- **Task inputs**:

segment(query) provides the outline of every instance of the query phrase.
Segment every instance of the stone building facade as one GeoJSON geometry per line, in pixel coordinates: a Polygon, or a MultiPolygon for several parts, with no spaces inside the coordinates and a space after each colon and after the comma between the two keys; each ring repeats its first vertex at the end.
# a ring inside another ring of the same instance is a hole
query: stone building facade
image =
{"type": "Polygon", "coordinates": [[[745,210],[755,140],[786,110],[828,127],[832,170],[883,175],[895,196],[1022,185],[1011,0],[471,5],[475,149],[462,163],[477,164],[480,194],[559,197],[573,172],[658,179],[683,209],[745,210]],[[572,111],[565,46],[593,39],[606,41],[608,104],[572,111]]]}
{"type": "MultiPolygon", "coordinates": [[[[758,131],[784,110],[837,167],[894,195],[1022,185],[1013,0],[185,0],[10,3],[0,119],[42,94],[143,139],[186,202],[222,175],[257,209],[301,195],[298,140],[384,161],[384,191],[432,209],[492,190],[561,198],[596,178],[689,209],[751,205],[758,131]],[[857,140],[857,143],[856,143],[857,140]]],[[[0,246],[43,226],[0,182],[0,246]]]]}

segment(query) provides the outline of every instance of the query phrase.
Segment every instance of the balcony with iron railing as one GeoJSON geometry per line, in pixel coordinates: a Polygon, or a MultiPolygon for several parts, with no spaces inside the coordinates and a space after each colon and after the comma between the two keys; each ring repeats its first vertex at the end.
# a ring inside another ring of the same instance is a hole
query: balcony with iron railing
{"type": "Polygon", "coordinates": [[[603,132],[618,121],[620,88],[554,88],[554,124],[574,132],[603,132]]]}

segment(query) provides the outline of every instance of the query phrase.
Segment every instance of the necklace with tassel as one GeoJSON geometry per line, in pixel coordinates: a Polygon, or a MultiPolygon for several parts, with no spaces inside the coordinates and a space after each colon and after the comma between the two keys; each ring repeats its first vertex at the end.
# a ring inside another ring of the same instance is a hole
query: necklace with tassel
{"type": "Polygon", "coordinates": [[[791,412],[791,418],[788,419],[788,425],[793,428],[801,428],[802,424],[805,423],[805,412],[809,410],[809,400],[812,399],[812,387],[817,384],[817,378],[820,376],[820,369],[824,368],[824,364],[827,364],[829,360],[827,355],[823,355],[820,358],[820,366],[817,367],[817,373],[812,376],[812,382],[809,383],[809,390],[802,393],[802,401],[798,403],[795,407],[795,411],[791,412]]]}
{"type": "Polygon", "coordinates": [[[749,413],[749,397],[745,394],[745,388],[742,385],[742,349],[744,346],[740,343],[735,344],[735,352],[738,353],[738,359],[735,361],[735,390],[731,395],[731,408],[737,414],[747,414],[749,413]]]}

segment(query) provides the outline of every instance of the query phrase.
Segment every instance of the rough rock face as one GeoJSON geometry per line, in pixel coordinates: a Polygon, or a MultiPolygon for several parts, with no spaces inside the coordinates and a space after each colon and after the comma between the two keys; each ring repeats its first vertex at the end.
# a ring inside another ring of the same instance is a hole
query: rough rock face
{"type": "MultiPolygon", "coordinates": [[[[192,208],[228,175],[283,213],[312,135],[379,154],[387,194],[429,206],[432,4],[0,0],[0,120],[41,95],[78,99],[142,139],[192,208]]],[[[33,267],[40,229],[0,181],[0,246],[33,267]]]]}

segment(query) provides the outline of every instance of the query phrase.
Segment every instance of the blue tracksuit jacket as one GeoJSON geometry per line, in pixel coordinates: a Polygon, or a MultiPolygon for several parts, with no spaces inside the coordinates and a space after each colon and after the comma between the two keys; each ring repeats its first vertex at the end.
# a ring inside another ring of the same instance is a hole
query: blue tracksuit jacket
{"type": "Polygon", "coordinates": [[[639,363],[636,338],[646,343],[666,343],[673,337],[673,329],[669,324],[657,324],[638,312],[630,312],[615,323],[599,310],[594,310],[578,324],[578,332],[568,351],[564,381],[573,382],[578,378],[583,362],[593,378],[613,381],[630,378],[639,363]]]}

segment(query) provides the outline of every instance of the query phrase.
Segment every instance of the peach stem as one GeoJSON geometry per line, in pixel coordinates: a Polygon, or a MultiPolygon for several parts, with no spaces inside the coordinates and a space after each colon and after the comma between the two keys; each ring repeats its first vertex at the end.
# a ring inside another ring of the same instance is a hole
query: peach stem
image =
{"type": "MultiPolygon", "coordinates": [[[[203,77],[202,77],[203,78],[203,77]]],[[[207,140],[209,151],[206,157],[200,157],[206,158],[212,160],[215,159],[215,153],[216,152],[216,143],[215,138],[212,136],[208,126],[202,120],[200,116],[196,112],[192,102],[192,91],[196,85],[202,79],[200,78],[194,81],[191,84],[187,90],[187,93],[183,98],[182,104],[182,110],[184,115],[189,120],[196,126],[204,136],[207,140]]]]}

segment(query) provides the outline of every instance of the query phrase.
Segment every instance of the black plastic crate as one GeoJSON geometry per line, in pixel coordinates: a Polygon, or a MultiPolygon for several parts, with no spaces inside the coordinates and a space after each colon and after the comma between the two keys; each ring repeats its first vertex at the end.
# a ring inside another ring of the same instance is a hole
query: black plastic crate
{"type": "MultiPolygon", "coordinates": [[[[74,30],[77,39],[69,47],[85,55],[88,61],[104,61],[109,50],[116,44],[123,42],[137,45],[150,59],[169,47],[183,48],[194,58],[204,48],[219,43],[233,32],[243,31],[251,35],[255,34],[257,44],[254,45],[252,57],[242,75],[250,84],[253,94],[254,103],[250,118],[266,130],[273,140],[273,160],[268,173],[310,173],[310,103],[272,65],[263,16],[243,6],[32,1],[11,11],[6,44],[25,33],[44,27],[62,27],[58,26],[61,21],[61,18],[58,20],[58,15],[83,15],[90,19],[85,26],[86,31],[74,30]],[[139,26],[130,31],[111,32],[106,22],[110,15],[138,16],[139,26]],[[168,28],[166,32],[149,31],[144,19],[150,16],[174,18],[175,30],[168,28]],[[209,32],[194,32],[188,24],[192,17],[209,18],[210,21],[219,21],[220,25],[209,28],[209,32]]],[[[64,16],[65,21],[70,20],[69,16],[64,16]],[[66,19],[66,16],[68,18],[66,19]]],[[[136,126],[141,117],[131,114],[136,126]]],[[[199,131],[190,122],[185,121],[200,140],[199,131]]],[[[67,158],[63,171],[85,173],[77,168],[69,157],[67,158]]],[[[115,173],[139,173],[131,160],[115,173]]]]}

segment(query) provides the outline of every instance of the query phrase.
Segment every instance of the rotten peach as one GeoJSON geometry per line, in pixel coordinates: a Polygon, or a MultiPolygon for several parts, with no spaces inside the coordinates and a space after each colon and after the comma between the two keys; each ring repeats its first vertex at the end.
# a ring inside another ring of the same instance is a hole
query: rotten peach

- **Objective**:
Copy out the whole listing exactly.

- **Finished exercise**:
segment(query) provides the outline of every instance of the query phrase.
Segment every instance of the stone building facade as one GeoJSON geometry per line, in pixel coordinates: a Polygon, or a MultiPolygon for several parts, with no spaces inside the coordinates and a space after each colon and after the comma between the two keys; each ring repeats its first vertex at the end.
# a ring inside another ring of the same instance is a hole
query: stone building facade
image =
{"type": "Polygon", "coordinates": [[[745,210],[755,140],[786,110],[828,127],[832,170],[883,175],[895,196],[1022,185],[1011,0],[471,5],[475,149],[462,163],[477,164],[480,194],[559,197],[573,172],[658,179],[683,209],[745,210]],[[572,111],[565,46],[593,39],[606,41],[608,104],[572,111]]]}
{"type": "MultiPolygon", "coordinates": [[[[758,131],[784,110],[837,167],[894,195],[1022,185],[1013,0],[185,0],[10,3],[0,119],[42,94],[143,139],[186,202],[222,175],[257,209],[301,195],[298,140],[384,161],[384,191],[432,209],[492,190],[561,198],[596,178],[689,209],[751,205],[758,131]],[[857,140],[857,143],[856,143],[857,140]]],[[[0,246],[43,226],[0,182],[0,246]]]]}

segment(query) provides the outline of every instance of the query phrase.
Segment every instance of the balcony with iron railing as one GeoJSON geometry per line, in pixel coordinates: a Polygon, or a MultiPolygon for several parts, with no spaces inside the coordinates and a space after each colon and after the comma between the two keys; each ring repeats its first vertex at the end.
# a ring inside another ring of the same instance is a hole
query: balcony with iron railing
{"type": "Polygon", "coordinates": [[[603,132],[618,121],[620,88],[554,88],[554,124],[574,132],[603,132]]]}

segment(query) provides the outline of every instance of the query phrase.
Segment every instance of the necklace with tassel as one GeoJSON geometry per line, in pixel coordinates: a Polygon, or a MultiPolygon for several parts, with no spaces inside the coordinates and a space after each colon and after the comma between the two keys; each ring repeats its first vertex at the end.
# a ring inside another ring of the same instance is a hole
query: necklace with tassel
{"type": "Polygon", "coordinates": [[[791,412],[791,418],[788,419],[788,425],[793,428],[801,428],[802,424],[805,423],[805,412],[809,410],[809,400],[812,399],[812,387],[817,384],[817,378],[820,376],[820,369],[824,368],[824,364],[827,364],[829,360],[827,355],[823,355],[820,358],[820,366],[817,367],[817,373],[812,376],[812,382],[809,383],[809,390],[802,393],[802,401],[798,403],[795,407],[795,411],[791,412]]]}
{"type": "Polygon", "coordinates": [[[749,413],[749,397],[745,394],[745,388],[742,385],[742,349],[744,346],[740,343],[735,344],[735,352],[738,353],[738,359],[735,361],[735,390],[731,395],[731,408],[737,414],[747,414],[749,413]]]}

segment(query) provides the outline of every instance of the query phrase.
Segment every instance of the rough rock face as one GeoJSON geometry per line, in pixel coordinates: a Polygon, or a MultiPolygon for several parts, with no spaces inside the coordinates and a space after each colon and after the comma between the two keys; each ring repeats its first vertex at the end.
# a ring inside another ring of the same instance is a hole
query: rough rock face
{"type": "MultiPolygon", "coordinates": [[[[192,208],[228,175],[283,213],[312,135],[379,154],[387,194],[429,206],[432,4],[0,0],[0,120],[41,95],[78,99],[142,139],[192,208]]],[[[33,267],[40,229],[0,181],[0,246],[33,267]]]]}

segment(query) provides the outline of every instance of the query phrase.
Segment every instance of the blue tracksuit jacket as one GeoJSON geometry per line, in pixel coordinates: a Polygon, or a MultiPolygon for several parts, with no spaces inside the coordinates and a space after each colon and after the comma between the two keys; each ring repeats its first vertex at the end.
# a ring inside another ring of the same instance is a hole
query: blue tracksuit jacket
{"type": "Polygon", "coordinates": [[[639,363],[636,338],[646,343],[666,343],[673,337],[673,329],[669,324],[657,324],[638,312],[630,312],[615,323],[599,310],[594,310],[578,324],[578,332],[568,351],[564,381],[573,382],[578,378],[583,362],[593,378],[613,381],[630,378],[639,363]]]}

segment(query) provides the outline of every instance of the query phrase.
Segment every instance of the peach stem as one GeoJSON geometry per line, in pixel coordinates: a Polygon, or a MultiPolygon for several parts, with no spaces inside the coordinates and a space after each colon and after the comma between the two keys; each ring repeats its first vertex at the end.
# a ring inside another ring of the same instance is a hole
query: peach stem
image =
{"type": "MultiPolygon", "coordinates": [[[[203,77],[202,77],[203,78],[203,77]]],[[[207,140],[209,151],[206,157],[200,157],[206,158],[212,160],[215,159],[215,153],[216,152],[216,143],[215,138],[212,136],[208,126],[202,120],[200,116],[196,112],[192,102],[192,91],[196,85],[202,79],[200,78],[194,81],[191,84],[187,90],[187,93],[183,98],[182,104],[182,110],[184,115],[189,120],[196,126],[204,136],[207,140]]]]}

segment(query) provides the outline of every instance of the query phrase.
Segment every instance of the black plastic crate as one GeoJSON geometry per line, in pixel coordinates: a Polygon, or a MultiPolygon for several parts, with no spaces inside the coordinates and a space after each colon and after the comma between the two keys; each ring repeats its first vertex at the end.
# a ring inside another ring of the same instance is a hole
query: black plastic crate
{"type": "MultiPolygon", "coordinates": [[[[74,30],[77,39],[69,47],[85,55],[88,61],[104,61],[109,50],[116,44],[123,42],[137,45],[150,59],[169,47],[183,48],[194,58],[204,48],[219,43],[233,32],[243,31],[251,35],[255,34],[257,44],[254,45],[252,57],[242,75],[250,84],[253,94],[254,103],[250,118],[266,130],[273,140],[273,160],[268,173],[310,173],[310,103],[272,65],[263,16],[243,6],[32,1],[11,11],[6,44],[25,33],[44,27],[62,27],[58,26],[61,21],[61,18],[58,20],[58,15],[83,15],[90,19],[85,26],[86,31],[74,30]],[[139,26],[130,31],[111,32],[106,22],[110,15],[138,16],[139,26]],[[168,28],[166,32],[149,31],[144,19],[150,16],[174,18],[175,30],[168,28]],[[209,32],[194,32],[188,24],[192,17],[209,18],[210,21],[219,21],[220,25],[209,28],[209,32]]],[[[64,16],[65,21],[70,20],[69,16],[64,16]],[[66,19],[66,16],[68,18],[66,19]]],[[[136,126],[141,117],[131,114],[136,126]]],[[[199,131],[190,122],[185,121],[200,140],[199,131]]],[[[67,158],[63,171],[85,173],[77,168],[69,157],[67,158]]],[[[115,173],[139,173],[131,160],[115,173]]]]}

segment(query) provides the outline of every instance of the query phrase.
Segment every instance of the rotten peach as one GeoJSON geometry per line, in pixel coordinates: a Polygon, or a MultiPolygon for several parts, with no spaces inside the coordinates and a space after each colon and after the comma between the two keys; each ring repeats its first vertex at the end.
# a ring inside another ring of the same instance is a hole
query: rotten peach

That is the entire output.